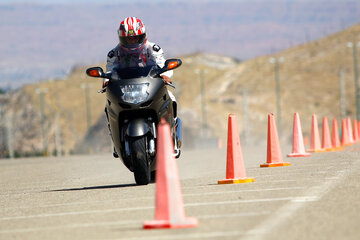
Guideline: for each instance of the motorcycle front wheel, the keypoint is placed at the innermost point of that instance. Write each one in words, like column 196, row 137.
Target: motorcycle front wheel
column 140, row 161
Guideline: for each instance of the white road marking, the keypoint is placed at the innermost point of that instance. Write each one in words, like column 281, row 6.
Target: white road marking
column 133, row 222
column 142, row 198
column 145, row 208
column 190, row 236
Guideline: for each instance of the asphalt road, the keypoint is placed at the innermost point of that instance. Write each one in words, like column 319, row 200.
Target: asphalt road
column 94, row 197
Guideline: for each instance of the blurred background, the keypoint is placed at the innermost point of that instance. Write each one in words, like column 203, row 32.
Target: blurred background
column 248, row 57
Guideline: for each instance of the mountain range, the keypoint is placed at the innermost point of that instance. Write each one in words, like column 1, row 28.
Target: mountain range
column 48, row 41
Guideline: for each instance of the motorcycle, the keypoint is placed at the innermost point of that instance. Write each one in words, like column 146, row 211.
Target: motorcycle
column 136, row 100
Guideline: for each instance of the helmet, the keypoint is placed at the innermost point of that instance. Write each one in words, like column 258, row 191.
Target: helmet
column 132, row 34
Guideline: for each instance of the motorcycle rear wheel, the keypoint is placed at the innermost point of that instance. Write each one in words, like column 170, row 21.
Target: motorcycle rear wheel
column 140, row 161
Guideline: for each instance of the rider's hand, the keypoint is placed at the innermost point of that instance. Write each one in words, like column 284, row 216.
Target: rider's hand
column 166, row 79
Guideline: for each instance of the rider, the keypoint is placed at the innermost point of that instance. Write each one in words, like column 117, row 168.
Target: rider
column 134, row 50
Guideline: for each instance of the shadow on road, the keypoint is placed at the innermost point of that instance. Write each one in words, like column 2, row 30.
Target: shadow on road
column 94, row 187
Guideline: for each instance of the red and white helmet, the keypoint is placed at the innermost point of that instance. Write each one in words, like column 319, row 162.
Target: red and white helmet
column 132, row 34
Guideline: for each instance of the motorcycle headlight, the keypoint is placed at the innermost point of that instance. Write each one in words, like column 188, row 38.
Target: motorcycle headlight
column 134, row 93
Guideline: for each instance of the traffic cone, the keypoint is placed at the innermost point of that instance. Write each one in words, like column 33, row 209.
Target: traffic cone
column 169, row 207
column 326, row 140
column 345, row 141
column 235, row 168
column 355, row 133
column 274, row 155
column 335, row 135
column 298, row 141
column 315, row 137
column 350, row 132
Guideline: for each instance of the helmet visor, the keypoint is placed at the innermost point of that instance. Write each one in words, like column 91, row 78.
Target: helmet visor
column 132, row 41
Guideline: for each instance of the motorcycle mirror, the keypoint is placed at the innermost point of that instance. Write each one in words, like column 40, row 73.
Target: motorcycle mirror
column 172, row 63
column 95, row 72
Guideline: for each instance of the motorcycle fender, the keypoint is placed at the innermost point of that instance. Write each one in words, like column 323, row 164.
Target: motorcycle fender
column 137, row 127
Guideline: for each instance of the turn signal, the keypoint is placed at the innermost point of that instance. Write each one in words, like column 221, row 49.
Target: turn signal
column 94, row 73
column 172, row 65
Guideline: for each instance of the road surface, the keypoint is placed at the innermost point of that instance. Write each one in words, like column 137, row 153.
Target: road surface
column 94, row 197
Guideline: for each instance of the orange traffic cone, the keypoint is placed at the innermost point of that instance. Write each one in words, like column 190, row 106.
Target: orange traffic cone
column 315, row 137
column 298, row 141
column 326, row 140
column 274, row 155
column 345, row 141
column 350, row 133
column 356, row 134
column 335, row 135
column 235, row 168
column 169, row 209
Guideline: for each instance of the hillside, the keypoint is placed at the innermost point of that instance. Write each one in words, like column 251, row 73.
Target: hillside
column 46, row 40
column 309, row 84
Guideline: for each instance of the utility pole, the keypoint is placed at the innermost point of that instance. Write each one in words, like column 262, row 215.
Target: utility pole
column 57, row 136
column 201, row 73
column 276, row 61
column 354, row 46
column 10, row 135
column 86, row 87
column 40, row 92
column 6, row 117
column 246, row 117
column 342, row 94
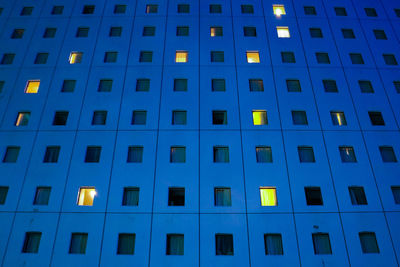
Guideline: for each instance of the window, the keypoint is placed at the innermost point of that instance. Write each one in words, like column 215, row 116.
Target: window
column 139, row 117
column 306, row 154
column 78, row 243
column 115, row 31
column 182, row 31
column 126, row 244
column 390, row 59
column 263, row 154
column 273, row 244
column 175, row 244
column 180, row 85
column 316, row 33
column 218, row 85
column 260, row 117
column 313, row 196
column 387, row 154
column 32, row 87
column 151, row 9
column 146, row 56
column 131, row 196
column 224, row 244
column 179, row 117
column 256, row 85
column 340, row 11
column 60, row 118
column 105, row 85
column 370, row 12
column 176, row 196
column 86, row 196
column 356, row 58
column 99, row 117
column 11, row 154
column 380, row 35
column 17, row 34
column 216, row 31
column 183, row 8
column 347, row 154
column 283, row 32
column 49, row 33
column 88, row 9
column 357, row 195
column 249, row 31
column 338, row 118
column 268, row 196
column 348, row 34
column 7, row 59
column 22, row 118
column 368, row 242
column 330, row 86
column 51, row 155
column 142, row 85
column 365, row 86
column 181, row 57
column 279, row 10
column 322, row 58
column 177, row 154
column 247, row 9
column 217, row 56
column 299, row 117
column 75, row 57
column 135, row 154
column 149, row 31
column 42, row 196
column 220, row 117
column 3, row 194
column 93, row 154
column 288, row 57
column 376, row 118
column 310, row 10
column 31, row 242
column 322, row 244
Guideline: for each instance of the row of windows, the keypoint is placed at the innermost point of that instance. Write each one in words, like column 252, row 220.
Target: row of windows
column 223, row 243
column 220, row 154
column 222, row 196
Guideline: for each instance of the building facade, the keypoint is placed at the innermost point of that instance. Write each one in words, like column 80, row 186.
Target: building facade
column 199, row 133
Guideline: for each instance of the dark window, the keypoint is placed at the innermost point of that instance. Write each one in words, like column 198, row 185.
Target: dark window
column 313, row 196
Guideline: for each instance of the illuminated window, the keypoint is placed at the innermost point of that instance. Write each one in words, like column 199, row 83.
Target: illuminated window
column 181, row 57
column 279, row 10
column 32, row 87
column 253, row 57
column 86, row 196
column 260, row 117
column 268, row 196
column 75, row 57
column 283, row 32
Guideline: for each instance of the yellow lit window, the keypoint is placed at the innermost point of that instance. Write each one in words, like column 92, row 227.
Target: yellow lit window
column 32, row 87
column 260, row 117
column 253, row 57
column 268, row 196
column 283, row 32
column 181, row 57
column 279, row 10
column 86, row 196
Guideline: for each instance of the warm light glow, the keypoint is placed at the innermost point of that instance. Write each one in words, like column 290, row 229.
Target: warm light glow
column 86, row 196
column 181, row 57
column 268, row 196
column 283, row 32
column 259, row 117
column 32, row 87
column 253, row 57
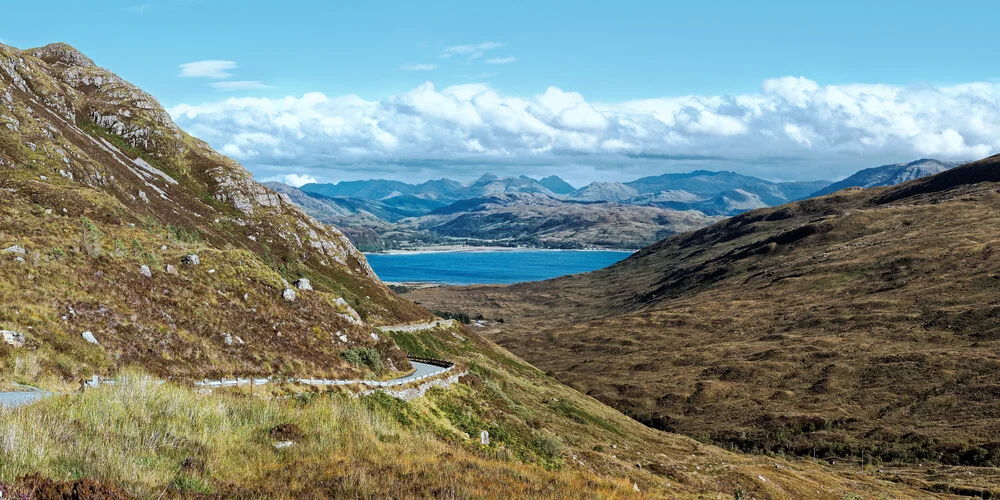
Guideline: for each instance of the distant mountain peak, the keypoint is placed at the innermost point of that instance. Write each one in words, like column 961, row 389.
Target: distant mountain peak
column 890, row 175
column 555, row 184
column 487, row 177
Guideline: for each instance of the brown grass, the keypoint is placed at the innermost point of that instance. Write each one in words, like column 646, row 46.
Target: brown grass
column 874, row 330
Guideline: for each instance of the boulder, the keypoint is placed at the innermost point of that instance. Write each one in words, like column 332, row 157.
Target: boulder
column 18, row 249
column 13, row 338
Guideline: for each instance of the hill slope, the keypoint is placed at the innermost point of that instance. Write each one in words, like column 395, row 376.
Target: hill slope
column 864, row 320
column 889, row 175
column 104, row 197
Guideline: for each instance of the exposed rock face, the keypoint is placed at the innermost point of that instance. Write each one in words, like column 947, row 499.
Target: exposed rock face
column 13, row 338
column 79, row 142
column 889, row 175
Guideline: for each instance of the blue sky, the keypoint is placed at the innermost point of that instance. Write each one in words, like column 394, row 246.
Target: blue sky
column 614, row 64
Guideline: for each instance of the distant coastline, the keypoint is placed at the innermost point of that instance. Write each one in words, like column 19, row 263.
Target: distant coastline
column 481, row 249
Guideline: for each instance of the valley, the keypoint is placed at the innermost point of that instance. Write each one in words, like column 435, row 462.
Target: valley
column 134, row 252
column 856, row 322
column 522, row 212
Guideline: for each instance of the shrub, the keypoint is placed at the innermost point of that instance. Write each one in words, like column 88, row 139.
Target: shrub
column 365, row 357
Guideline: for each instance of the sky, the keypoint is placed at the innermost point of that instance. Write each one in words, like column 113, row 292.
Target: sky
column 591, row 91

---+---

The listing above holds a line with "Guideline: for each instance of the motorcycle mirror, the" and a line with "Guideline: for each instance of the utility". Print the stretch from the first through the second, exactly and alone.

- ANSWER SPACE -
Guideline: for each instance of the motorcycle mirror, the keypoint is placed at the innermost point of that instance. Write each one in words, like column 40, row 73.
Target: motorcycle mirror
column 172, row 63
column 95, row 72
Guideline: for each instance of the motorcycle fender, the keypoint is placed at the innermost point of that instance. Write each one in words, like column 323, row 164.
Target: motorcycle fender
column 137, row 127
Guideline: for each instance of the turn signal, the keypoint is placed at the innermost point of that instance. Write each one in words, like column 221, row 49.
Target: turn signal
column 94, row 73
column 172, row 65
Guideline: for each instance of the road surface, the keypoint is placed at the innermost point of that instance. Write each one in words, like column 137, row 153.
Target: road surface
column 94, row 197
Guideline: for each instance of the orange traffic cone, the keypoint is placed at the innermost point of that instance. Write each one in words, like column 190, row 106.
Target: orange traffic cone
column 315, row 137
column 298, row 141
column 326, row 140
column 274, row 155
column 345, row 141
column 350, row 133
column 356, row 134
column 335, row 135
column 235, row 168
column 169, row 209
Guideline: for each instance of the hillside, the keypoint is placed at the innermost point of that instance. Write each one in words, like column 251, row 73.
Target: hillside
column 46, row 40
column 309, row 84
Guideline: for each instance of the utility pole, the keypoint is placed at the innermost point of that instance. Write each one in words, like column 262, row 215.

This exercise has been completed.